▶ **Task directions**: Copy out the items word for word, starting at the very first line and ending at the line that contains "9], [321, 6]]", with that line included.
------------------------------------
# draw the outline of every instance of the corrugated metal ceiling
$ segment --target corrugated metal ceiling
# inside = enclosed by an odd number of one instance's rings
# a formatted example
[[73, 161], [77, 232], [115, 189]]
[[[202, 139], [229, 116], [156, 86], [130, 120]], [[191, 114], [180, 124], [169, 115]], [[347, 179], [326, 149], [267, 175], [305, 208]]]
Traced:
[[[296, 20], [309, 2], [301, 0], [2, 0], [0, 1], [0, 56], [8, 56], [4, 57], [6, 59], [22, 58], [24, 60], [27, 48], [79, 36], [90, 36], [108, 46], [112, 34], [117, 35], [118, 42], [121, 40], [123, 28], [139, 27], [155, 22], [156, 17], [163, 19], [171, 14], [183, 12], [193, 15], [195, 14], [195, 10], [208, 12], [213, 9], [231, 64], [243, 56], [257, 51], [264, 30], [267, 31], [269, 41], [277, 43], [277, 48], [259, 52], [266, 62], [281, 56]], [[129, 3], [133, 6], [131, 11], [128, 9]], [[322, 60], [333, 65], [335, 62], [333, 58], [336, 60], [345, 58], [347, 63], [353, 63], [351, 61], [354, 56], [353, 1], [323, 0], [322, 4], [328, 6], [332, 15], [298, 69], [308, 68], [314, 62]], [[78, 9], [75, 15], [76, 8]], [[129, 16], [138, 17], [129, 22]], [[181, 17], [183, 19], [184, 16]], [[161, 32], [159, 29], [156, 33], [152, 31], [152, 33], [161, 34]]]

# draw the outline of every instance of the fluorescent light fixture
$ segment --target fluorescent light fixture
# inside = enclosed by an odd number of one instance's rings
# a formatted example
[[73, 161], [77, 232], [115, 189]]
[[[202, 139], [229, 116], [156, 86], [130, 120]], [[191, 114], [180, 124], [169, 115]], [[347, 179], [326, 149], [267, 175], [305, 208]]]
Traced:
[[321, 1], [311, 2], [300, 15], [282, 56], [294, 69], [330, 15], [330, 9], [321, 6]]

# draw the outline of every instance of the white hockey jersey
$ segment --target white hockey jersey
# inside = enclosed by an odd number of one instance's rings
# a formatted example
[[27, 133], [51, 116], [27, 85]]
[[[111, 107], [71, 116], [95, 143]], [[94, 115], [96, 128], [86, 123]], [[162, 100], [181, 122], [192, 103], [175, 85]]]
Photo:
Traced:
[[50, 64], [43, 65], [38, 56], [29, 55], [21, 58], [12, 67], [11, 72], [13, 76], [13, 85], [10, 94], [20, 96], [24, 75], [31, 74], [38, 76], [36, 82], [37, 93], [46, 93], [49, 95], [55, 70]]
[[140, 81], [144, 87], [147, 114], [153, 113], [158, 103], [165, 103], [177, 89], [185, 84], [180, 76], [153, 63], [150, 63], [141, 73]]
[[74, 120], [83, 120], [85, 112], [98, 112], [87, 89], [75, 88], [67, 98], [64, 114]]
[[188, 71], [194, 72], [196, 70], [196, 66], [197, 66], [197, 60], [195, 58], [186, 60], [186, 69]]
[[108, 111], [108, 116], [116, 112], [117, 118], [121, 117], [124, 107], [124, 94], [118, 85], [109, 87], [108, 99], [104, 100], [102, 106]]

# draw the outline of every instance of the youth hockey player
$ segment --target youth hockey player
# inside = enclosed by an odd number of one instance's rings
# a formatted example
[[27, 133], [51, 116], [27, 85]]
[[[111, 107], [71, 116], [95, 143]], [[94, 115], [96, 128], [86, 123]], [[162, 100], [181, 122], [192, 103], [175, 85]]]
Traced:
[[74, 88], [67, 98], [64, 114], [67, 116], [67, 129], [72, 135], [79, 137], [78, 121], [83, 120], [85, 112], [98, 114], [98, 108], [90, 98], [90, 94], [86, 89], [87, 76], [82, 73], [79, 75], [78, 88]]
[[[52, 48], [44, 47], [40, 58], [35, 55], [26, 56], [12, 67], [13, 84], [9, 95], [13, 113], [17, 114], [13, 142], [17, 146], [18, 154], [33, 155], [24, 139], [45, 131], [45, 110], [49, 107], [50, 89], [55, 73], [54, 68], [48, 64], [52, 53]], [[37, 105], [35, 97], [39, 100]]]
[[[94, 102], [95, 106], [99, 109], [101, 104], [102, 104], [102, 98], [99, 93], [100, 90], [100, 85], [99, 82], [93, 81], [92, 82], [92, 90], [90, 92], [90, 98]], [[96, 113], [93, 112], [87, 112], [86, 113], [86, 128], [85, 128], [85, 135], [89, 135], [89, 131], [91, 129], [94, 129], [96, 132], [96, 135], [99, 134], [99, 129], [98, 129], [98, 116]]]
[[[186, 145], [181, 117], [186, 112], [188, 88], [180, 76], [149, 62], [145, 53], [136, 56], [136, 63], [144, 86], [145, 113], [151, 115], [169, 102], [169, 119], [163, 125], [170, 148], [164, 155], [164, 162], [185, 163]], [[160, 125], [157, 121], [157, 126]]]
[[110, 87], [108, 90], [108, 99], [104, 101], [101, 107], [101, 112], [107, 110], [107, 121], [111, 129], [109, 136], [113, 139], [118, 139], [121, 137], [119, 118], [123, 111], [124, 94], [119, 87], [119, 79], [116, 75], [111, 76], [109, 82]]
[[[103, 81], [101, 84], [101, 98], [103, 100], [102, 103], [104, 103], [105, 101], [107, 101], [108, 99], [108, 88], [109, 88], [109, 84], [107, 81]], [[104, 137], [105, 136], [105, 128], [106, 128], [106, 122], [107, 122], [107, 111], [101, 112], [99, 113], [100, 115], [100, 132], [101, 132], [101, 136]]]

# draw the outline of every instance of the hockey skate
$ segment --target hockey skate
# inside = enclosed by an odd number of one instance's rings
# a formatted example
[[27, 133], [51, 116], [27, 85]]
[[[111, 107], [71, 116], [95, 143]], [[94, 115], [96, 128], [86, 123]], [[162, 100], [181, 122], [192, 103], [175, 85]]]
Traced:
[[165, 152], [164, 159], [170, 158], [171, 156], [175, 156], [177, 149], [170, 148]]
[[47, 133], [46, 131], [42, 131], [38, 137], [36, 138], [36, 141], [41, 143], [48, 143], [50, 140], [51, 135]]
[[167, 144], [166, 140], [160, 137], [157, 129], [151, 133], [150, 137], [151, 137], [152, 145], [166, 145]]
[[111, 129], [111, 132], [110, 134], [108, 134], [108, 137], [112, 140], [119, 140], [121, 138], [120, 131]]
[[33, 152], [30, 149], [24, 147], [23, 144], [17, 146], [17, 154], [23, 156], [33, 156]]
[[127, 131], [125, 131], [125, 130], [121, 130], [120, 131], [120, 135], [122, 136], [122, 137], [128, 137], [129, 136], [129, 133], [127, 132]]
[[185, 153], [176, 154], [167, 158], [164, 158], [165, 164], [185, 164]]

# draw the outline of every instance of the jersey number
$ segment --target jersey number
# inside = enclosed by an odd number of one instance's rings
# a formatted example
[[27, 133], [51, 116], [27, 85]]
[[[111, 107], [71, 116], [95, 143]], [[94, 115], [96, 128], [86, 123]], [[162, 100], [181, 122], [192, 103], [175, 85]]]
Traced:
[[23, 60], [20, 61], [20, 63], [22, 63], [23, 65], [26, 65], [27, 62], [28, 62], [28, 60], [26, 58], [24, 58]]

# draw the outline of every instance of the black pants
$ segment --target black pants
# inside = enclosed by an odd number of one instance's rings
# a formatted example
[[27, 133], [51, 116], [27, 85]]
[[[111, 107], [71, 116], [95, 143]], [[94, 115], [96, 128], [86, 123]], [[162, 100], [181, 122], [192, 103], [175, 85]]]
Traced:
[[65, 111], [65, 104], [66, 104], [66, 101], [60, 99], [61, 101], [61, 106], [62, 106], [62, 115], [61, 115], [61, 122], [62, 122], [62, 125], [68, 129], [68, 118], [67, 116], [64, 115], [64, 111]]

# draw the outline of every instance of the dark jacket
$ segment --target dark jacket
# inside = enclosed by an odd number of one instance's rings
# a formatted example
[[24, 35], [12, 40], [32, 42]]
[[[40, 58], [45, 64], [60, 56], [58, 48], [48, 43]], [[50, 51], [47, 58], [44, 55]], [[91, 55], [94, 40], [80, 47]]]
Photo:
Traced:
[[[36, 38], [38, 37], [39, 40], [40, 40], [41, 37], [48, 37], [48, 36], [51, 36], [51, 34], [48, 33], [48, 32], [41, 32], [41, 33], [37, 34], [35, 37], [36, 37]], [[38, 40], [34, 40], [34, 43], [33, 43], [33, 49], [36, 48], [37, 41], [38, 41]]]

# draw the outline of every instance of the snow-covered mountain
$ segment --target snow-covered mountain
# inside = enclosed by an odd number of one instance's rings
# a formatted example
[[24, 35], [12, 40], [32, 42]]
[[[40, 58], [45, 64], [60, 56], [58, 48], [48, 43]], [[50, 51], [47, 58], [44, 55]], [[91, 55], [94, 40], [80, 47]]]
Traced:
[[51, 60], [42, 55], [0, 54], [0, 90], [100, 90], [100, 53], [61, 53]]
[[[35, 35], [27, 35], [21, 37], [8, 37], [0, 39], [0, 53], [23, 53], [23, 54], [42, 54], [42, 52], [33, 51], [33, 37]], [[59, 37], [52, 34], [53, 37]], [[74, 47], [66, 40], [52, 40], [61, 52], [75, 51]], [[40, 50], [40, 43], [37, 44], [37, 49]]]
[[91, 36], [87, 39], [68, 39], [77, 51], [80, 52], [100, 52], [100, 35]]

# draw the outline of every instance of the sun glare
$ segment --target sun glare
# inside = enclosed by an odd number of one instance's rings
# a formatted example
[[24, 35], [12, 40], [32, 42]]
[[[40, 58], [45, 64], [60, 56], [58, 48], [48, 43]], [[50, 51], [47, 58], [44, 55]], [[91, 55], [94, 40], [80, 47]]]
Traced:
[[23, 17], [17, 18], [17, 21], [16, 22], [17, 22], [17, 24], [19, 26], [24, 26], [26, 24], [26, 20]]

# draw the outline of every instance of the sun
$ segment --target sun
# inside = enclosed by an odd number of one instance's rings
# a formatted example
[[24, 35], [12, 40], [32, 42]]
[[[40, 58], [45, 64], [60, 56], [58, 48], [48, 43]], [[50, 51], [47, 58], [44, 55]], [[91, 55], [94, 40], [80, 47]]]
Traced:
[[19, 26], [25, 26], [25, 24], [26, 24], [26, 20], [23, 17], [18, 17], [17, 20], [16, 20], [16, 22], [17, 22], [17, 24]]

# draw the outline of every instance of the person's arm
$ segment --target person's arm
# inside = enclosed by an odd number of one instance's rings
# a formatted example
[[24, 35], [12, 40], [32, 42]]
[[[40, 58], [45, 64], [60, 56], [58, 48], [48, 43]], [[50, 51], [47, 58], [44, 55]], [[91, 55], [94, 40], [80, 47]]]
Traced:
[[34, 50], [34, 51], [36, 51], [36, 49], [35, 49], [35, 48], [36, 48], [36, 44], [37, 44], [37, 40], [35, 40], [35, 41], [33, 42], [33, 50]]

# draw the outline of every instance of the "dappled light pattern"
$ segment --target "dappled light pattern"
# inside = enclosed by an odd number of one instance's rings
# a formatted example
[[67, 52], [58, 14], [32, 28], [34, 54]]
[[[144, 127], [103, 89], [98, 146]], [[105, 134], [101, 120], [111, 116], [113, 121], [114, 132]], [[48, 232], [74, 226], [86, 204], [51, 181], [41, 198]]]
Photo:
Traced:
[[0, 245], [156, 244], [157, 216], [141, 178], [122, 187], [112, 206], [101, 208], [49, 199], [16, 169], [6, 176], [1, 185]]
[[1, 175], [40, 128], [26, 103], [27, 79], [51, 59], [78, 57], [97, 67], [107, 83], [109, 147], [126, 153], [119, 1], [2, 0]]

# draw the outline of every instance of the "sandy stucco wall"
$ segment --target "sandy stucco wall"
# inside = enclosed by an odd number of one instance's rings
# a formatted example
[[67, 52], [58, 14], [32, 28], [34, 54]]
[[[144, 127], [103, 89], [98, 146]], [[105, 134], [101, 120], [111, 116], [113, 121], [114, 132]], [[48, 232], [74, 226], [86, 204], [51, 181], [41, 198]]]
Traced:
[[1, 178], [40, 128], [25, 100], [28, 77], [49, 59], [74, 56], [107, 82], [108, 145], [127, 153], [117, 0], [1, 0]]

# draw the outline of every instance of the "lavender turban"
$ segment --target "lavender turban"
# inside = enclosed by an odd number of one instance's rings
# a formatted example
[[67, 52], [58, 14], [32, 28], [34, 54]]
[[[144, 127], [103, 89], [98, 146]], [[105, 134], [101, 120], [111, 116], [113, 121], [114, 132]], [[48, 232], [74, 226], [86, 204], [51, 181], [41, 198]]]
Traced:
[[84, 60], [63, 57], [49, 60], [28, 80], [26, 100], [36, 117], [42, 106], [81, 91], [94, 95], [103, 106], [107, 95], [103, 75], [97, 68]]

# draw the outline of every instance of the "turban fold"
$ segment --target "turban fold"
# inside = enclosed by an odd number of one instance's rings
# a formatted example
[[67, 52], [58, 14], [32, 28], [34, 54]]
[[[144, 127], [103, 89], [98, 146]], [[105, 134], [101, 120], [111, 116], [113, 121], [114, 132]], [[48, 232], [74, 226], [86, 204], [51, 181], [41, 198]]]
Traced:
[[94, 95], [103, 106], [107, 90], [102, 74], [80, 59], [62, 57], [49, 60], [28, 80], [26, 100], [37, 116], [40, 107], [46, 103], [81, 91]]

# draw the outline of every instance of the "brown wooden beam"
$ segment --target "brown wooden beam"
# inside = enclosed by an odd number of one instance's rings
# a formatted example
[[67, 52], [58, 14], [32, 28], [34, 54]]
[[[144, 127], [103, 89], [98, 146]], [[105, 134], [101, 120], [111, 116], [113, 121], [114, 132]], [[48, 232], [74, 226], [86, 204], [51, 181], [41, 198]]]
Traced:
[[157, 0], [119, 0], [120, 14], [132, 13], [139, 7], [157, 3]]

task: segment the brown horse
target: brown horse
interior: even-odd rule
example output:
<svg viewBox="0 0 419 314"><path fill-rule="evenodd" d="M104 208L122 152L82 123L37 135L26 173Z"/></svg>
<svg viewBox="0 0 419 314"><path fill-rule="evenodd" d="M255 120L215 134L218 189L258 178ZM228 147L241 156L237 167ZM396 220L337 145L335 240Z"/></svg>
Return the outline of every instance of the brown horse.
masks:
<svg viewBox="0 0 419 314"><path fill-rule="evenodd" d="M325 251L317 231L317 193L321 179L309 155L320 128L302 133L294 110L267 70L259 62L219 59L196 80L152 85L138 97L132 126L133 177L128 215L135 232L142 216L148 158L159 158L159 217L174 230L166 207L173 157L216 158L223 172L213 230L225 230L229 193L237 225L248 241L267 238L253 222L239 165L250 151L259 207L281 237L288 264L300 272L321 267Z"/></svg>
------------------------------------
▶ **Full answer**:
# draw the outline of every instance of the corrugated metal ceiling
$ segment --target corrugated metal ceiling
# inside = enclosed by an odd number of one instance's rings
# a formatted example
[[73, 161], [77, 232], [115, 189]]
[[[202, 139], [229, 116], [156, 86], [130, 120]], [[191, 114], [180, 124], [169, 115]], [[347, 179], [326, 149], [267, 175], [305, 208]]]
Traced:
[[[296, 20], [309, 2], [301, 0], [2, 0], [0, 1], [0, 56], [8, 56], [4, 57], [6, 59], [22, 58], [24, 60], [27, 48], [79, 36], [90, 36], [108, 46], [112, 34], [117, 35], [118, 42], [121, 40], [123, 28], [139, 27], [155, 22], [156, 17], [163, 19], [171, 14], [183, 12], [193, 15], [195, 14], [195, 10], [208, 12], [213, 9], [231, 64], [243, 56], [257, 51], [264, 30], [267, 31], [269, 41], [277, 43], [277, 48], [259, 52], [266, 62], [281, 56]], [[129, 3], [133, 6], [131, 11], [128, 9]], [[322, 60], [333, 65], [335, 62], [333, 58], [336, 60], [345, 58], [347, 63], [353, 63], [351, 61], [354, 56], [353, 1], [323, 0], [322, 4], [328, 6], [332, 15], [298, 69], [308, 68], [314, 62]], [[78, 9], [75, 15], [76, 8]], [[129, 16], [138, 17], [129, 22]], [[181, 17], [183, 19], [184, 16]], [[161, 32], [159, 29], [156, 33], [152, 31], [152, 33], [161, 34]]]

# draw the outline of every instance of the fluorescent light fixture
$ segment --target fluorescent light fixture
# inside = enclosed by an odd number of one instance's rings
# a formatted example
[[73, 161], [77, 232], [115, 189]]
[[[202, 139], [229, 116], [156, 86], [130, 120]], [[191, 114], [180, 124], [169, 115]], [[347, 179], [326, 149], [267, 175], [305, 208]]]
Traced:
[[321, 1], [311, 2], [300, 15], [282, 56], [294, 69], [330, 15], [330, 9], [321, 6]]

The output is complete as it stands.